=== Metin bölümü ===

ÇARŞILARIMIZ VE AHİLİK
Tarihi çarşılar bulundukları
şehirlerin kalbi konumundadır. Buralar
ne kadar düzenli ve hareketli olursa, şehirler de o kadar canlı olacaktır. Selçuklılardan
günümüze çarşı belli bir düzene sahiptir.
Selçuklularda artması özendirilen esnaf sayısı
ve mekânına, Osmanlılarda iş kolunun özelliğine göre üst sınır getirilir. Bu
düzen hem kurallar hem de düzenleyici ilkeler içerir. Kent alanlarının yaklaşık
yüzde 10 kadarını kapsayan çarşıların prototip bir modeli vardır. Çarşının
ortasına cami yerleştirilir. Bunun çevresinde esnaf iş yerleri bulunur. Bezistan ya da diğer adıyla bedesten bunların başında gelirdi.
Dükkânlar bunun etrafında halkalaşarak sürekli açık olan çarşı ile kent halkına
belli günlerde hizmet veren Pazar yeriyle
birbirini tamamlardı.
Küçük
boyuttaki dükkânlar, arasta, han, bedesten genelde ahşap saçaklarla, seyrek
olarak da örgü duvar ile örtülmüş dar sokaklar sekiz asır boyunca Türk Anadolu
Ticaret Merkezinin değişmez öğeleri olmuşlardır.
Çarşıda sadece ticaret değil
siyaset de vardı. İş tartışmaları kadar devlet idaresi de buralarda konuşulurdu.
Hayat damarları başka hiçbir yerde olmadığı kadar merkez çarşıda atardı.
Selçuklu
ve Osmanlı devrinde çeşitli etnik grupların bir arada yaşaması ve birbirleriyle
kaynaşması en iyi çarşıda gözlenirdi. Kentin önemli grubu olan esnaf, zanaatkâr
ve tüccar çarşıda kümelenirdi.
Osmanlı
çarşının merkezi ve sağlam mimarisiyle çarşının iç kalesi niteliğinde idi. Bu mekânlar çift kilit sistemiyle denetlenirdi.
Bedestenin muntazam ve emniyetli bir muhafaza teşkilatı vardı.
Bu çarşılar ruhunu: Medeniyet tasavvurumuzun
bir diriliş şifresi Fütüvvet hareketinin Anadolu’da ortaya çıkmış boyutu olan Ahilik teşkilatı beslerdi.
Ahilik; tarih boyunca aksiyoner yapıya
sahip olan milletimiz tarafından derin bir kabul görmüş ve hâkimiyet kurduğu
coğrafyalarda sadece barış ve huzurun değil, aynı zamanda insanı merkeze alan
ekonomik anlayışın solmaz ve pörsümez temsilcisi olmuştur.
Tarihimizin en büyük ve en uzun
ömürlü devleti olan Osmanlı-Türk Cihan devletinin kurucu iradesi “İnsanı yaşat ki, devlet yaşasın” diyen
Şeyh Edebâli bir Ahi şeyhidir.
“Sevgi, davanın esası olmalıdır. Sevmek ise sessizliktedir. Bağırarak
sevilmez” diyerek günümüzde en çok muhtaç olduğumuz barış ve huzurun
formülünü veren yine Şeyh Edebâli’dir.

===

> Talimat
Çarşılar ve Ahilik konulu metnin "Tarihimizin en büyük" sözlerinden başlayıp "bir Ahi şeyhidir." sözleri de dahil olmak üzere olan kısmını, "kurucu iradesi" ifadesini "kurucu önderi" ile değiştirerek yeniden yazın. Lütfen yalnızca bu metne dayanın.

=== Veri kayıtları ===

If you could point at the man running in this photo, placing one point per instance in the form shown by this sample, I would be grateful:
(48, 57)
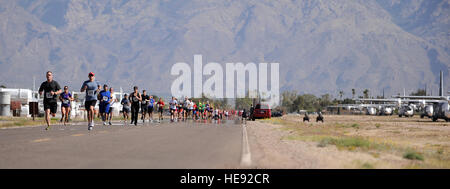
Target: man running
(65, 99)
(135, 98)
(111, 106)
(186, 107)
(144, 105)
(160, 105)
(51, 89)
(92, 88)
(105, 102)
(173, 108)
(126, 108)
(151, 103)
(191, 108)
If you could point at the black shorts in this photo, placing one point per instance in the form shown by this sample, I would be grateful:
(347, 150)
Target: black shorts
(51, 105)
(88, 104)
(144, 108)
(150, 109)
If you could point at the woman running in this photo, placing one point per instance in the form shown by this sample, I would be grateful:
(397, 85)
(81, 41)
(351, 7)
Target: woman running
(160, 105)
(65, 99)
(126, 108)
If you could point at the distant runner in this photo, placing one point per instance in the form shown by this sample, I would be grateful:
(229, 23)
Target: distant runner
(160, 105)
(151, 103)
(144, 105)
(111, 106)
(105, 102)
(65, 99)
(92, 88)
(135, 98)
(173, 108)
(126, 108)
(51, 89)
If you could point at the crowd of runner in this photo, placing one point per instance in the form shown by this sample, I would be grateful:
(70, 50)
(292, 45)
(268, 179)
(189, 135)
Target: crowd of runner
(134, 103)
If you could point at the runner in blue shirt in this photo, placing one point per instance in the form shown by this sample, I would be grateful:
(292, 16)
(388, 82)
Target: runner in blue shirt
(151, 103)
(92, 88)
(65, 98)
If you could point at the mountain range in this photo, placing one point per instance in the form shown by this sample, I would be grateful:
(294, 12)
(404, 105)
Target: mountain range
(323, 46)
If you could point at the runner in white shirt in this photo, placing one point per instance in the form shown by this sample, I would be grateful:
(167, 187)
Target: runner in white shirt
(111, 108)
(173, 108)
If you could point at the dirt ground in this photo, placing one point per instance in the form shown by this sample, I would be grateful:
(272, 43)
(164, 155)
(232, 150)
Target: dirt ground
(349, 141)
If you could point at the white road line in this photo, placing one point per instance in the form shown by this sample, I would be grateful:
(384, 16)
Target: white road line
(246, 159)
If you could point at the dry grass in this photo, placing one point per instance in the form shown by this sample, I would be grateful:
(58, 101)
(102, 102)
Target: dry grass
(423, 143)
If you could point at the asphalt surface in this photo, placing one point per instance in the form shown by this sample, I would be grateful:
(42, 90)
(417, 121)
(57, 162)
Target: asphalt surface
(150, 145)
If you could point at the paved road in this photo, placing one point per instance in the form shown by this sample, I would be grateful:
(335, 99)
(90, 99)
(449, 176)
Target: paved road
(164, 145)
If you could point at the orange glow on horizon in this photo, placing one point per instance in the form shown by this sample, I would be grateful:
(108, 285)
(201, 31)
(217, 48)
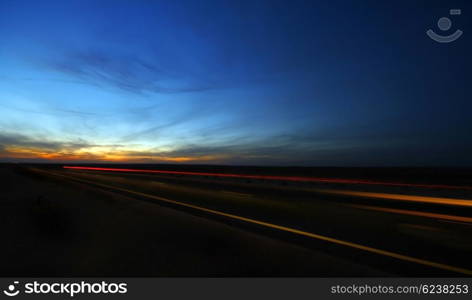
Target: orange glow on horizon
(100, 155)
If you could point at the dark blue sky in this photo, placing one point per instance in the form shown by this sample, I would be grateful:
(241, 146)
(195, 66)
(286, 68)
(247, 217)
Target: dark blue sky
(338, 83)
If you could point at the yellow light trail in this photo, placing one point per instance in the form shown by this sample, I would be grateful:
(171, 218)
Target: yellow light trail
(415, 213)
(278, 227)
(402, 197)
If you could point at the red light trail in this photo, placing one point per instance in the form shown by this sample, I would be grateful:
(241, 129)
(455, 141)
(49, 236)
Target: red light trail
(270, 177)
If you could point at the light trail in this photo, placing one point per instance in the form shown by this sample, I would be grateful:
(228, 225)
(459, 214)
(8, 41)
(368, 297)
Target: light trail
(278, 227)
(270, 177)
(415, 213)
(402, 197)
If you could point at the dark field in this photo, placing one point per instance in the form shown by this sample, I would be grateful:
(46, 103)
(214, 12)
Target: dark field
(63, 222)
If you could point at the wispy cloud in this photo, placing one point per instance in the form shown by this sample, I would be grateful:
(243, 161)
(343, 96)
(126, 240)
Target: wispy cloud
(124, 72)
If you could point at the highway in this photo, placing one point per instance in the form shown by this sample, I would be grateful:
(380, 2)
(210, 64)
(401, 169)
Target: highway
(397, 228)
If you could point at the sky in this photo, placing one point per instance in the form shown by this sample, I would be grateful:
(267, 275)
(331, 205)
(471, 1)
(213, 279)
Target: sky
(289, 83)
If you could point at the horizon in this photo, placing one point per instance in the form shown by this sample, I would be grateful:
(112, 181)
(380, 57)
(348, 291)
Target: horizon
(225, 83)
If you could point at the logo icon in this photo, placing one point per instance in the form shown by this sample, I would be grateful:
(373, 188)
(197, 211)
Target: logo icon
(11, 290)
(445, 24)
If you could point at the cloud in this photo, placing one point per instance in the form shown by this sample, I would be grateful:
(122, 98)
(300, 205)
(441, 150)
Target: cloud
(124, 72)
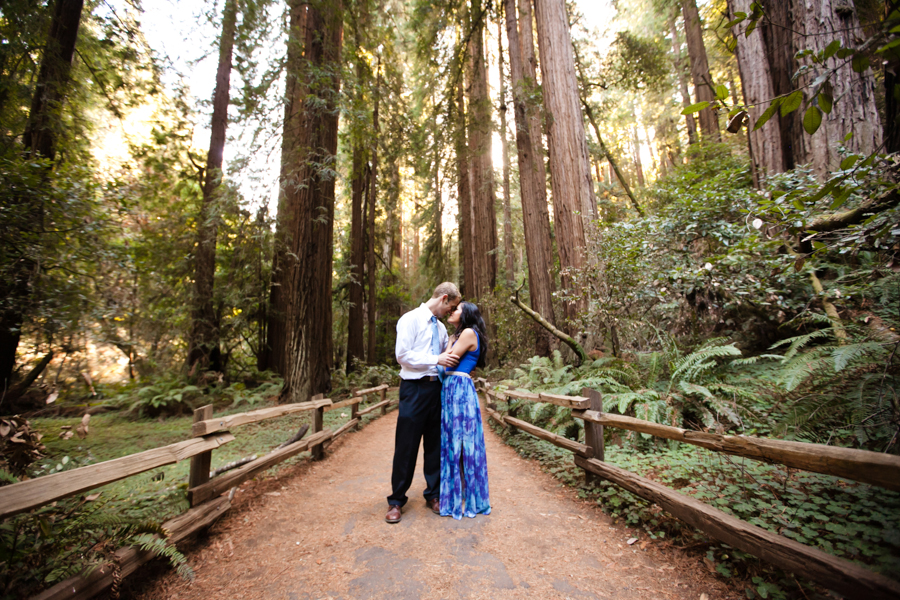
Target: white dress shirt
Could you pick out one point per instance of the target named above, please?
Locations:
(413, 349)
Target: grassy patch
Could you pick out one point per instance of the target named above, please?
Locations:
(54, 542)
(855, 521)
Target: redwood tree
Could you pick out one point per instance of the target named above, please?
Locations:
(532, 185)
(480, 164)
(703, 92)
(573, 190)
(306, 207)
(39, 141)
(204, 341)
(507, 209)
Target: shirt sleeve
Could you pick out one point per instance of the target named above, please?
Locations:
(406, 356)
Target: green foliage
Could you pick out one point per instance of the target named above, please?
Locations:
(58, 541)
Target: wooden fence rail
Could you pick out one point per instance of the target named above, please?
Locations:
(859, 465)
(829, 571)
(204, 492)
(32, 493)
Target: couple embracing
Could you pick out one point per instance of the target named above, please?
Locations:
(439, 406)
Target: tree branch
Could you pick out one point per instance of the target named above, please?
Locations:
(569, 340)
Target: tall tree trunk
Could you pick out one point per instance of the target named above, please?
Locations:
(309, 189)
(682, 79)
(816, 23)
(40, 139)
(756, 81)
(709, 122)
(274, 353)
(534, 108)
(638, 165)
(395, 214)
(355, 327)
(464, 196)
(779, 49)
(891, 72)
(204, 351)
(573, 193)
(481, 166)
(504, 139)
(370, 258)
(532, 186)
(438, 204)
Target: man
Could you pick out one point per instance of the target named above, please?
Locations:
(422, 353)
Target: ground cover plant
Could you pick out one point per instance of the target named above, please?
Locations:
(74, 535)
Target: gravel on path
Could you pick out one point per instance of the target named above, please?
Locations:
(317, 531)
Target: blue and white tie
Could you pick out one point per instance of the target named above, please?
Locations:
(436, 345)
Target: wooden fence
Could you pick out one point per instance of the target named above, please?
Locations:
(204, 492)
(843, 576)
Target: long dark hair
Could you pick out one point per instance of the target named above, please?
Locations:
(471, 319)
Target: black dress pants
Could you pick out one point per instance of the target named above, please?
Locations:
(419, 419)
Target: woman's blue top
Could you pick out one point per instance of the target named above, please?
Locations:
(470, 359)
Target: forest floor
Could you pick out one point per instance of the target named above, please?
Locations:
(316, 530)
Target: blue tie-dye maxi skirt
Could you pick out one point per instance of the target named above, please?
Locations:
(462, 434)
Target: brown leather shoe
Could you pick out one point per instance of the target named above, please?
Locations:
(393, 515)
(435, 505)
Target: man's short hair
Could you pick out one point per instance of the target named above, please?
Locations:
(448, 288)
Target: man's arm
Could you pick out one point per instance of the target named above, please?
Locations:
(406, 334)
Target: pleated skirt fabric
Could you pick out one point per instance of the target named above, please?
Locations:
(464, 485)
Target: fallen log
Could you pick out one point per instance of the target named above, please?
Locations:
(129, 559)
(843, 576)
(875, 468)
(556, 440)
(566, 338)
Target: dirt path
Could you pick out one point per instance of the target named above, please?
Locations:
(317, 531)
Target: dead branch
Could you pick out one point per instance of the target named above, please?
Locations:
(569, 340)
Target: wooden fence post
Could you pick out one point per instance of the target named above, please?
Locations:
(593, 432)
(317, 451)
(512, 411)
(201, 463)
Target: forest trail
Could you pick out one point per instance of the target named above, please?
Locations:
(317, 531)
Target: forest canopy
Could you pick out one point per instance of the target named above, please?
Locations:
(640, 178)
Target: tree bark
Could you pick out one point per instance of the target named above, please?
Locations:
(816, 24)
(891, 73)
(463, 194)
(709, 122)
(355, 328)
(532, 185)
(370, 228)
(204, 340)
(508, 251)
(779, 49)
(273, 356)
(682, 80)
(481, 166)
(534, 107)
(39, 141)
(573, 194)
(638, 165)
(308, 194)
(756, 82)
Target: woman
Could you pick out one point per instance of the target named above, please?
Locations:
(462, 436)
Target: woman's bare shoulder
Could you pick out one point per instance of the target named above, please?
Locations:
(467, 336)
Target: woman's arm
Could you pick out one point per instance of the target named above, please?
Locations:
(468, 340)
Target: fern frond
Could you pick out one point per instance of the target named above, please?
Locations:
(844, 355)
(699, 360)
(798, 342)
(752, 360)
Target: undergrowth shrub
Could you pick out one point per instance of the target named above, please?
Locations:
(77, 535)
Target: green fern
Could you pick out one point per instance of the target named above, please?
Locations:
(702, 360)
(161, 547)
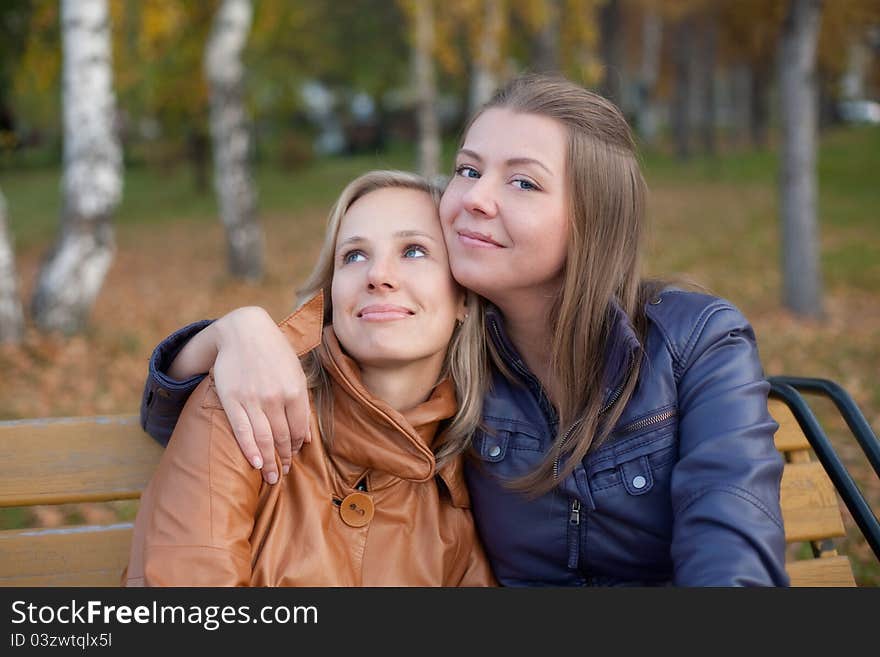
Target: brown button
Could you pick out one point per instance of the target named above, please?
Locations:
(356, 509)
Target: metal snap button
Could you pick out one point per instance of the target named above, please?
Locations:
(356, 509)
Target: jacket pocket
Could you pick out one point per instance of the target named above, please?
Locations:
(636, 459)
(509, 448)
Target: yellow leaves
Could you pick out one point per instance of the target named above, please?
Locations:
(38, 75)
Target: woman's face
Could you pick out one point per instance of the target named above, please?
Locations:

===

> Sonuç
Tarihimizin en büyük ve en uzun
ömürlü devleti olan Osmanlı-Türk Cihan devletinin kurucu önderi “İnsanı yaşat ki, devlet yaşasın” diyen
Şeyh Edebâli bir Ahi şeyhidir.